Description of the task:
Please mark each of the following statements yes or no according to the passage on Sunyata, and quote the words that decide it. 1. Madhyamaka and Yogacara are different religious schools of Buddhism. 2. Most schools of Buddhism accept the Madhyamika philosophy. 3. The Yogacara school saw itself as completing Madhyamaka.
* begin Passage *
YOGACARA AND MADHYAMAKA

So, what is Sunyata? Come to think of it, does it even make sense to ask that question? Earlier we defined Sunyata as "Emptiness" or "the Void." In other words, it seems to be pure nothing or non-being. So, then it does not appear to make sense to ask what non-being is. By definition it isn’t anything. The hitch is that, when we talk about it, it is impossible not to make reference to non-being as though it had existence and even had properties.  Consequently, we can entertain ourselves with silly word games, which are thoroughly unhelpful and do no justice to the concept of Sunyata in Buddhism. 

“What’s in the bag?”
“Nothing.”
“So, open the bag and take nothing out.”
“Okay, I did.”
“So, what’s in the bag now?”
“Still nothing.”
“How can that be? If you took nothing out of the bag, how can the bag still contain nothing?”

Underneath this silliness is a serious problem that has been debated by both Eastern and Western philosophers for millennia. No matter how hard we try to avoid it, the grammar connected to the word "nothing" makes us treat it as though it were a substantive noun. Parmenides, the ancient Greek philosopher, told us that we cannot talk about that which is not--but in the process he was doing the very thing he said we could not do. Thus, the status of Sunyata is just one case in point, but it is a very significant one since it is at the root of the philosophy undergirding Mahayana Buddhism. 

There are two dominant philosophical approaches to the nature of Sunyata, called  Madhyamaka1 and Yogacara (pronounced “yogachāra”). Now, we need to understand that these are not different religious schools of Buddhism, akin to, say, the Pure Land School or Tendai. Rather, they are two conceptual schemes that provide a framework for the doctrines of a number of schools. Most schools of Buddhism accept the Madhyamika philosophy, but the Yogacara school left an important legacy. It saw itself as completing Madhyamaka, so we need to address that philosophy first.
* end Passage *
* begin Listing *
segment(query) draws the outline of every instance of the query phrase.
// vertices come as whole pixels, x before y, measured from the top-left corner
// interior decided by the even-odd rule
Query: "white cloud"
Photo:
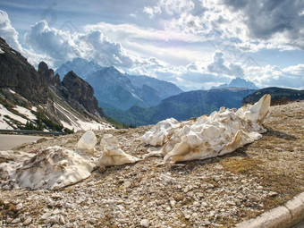
[[[244,70],[237,63],[230,63],[229,65],[224,63],[222,52],[215,52],[214,55],[214,61],[207,65],[207,70],[212,73],[225,74],[235,77],[244,76]]]
[[[190,12],[194,8],[192,1],[187,0],[159,0],[155,6],[146,6],[143,12],[154,18],[156,14],[166,13],[169,15]]]
[[[138,61],[138,57],[128,54],[120,43],[111,41],[100,30],[92,29],[71,34],[50,28],[46,21],[31,27],[25,35],[25,43],[50,56],[55,67],[75,57],[93,59],[105,66],[131,67]]]
[[[0,10],[0,36],[14,49],[22,52],[18,41],[18,32],[12,26],[11,21],[5,12]]]

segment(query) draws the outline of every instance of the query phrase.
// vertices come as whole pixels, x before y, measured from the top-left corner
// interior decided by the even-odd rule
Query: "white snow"
[[[0,152],[1,153],[1,152]],[[7,188],[60,189],[90,176],[95,167],[72,150],[50,147],[21,163],[2,163],[2,186]]]
[[[163,146],[160,152],[165,161],[204,159],[231,153],[262,137],[260,133],[266,130],[261,122],[268,113],[270,99],[270,95],[266,95],[254,106],[238,111],[222,107],[196,121],[162,121],[141,139],[146,144]]]
[[[136,163],[139,158],[128,155],[119,147],[118,139],[111,135],[105,134],[100,141],[104,148],[101,157],[97,161],[97,166],[101,165],[121,165],[124,164]]]
[[[35,114],[33,114],[30,110],[22,107],[22,106],[16,106],[16,107],[13,108],[14,110],[18,111],[18,113],[24,114],[26,117],[28,117],[30,120],[37,120],[37,117]]]
[[[92,131],[85,132],[77,143],[77,148],[83,151],[94,152],[94,147],[97,141],[96,135]]]
[[[93,131],[84,133],[78,145],[84,141],[84,148],[93,147],[94,152],[96,136]],[[37,155],[0,151],[0,157],[8,160],[0,164],[0,178],[4,180],[0,185],[5,189],[55,190],[89,177],[99,165],[119,165],[139,160],[124,153],[113,135],[104,135],[101,145],[101,155],[84,154],[80,149],[73,151],[59,146],[41,149]]]
[[[19,121],[20,122],[25,124],[27,122],[27,119],[24,119],[17,114],[13,114],[12,112],[10,112],[9,110],[7,110],[3,105],[0,104],[0,127],[1,129],[13,129],[9,124],[6,123],[6,122],[4,121],[7,120],[10,122],[10,120],[6,117],[4,117],[4,115],[8,115],[11,119]]]
[[[8,90],[10,90],[10,92],[13,93],[13,94],[16,93],[15,91],[12,90],[11,89],[8,89]]]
* end Listing *
Reply:
1. No: "these are not different religious schools of Buddhism, akin to, say, the Pure Land School or Tendai"
2. Yes: "Most schools of Buddhism accept the Madhyamika philosophy"
3. Yes: "It saw itself as completing Madhyamaka"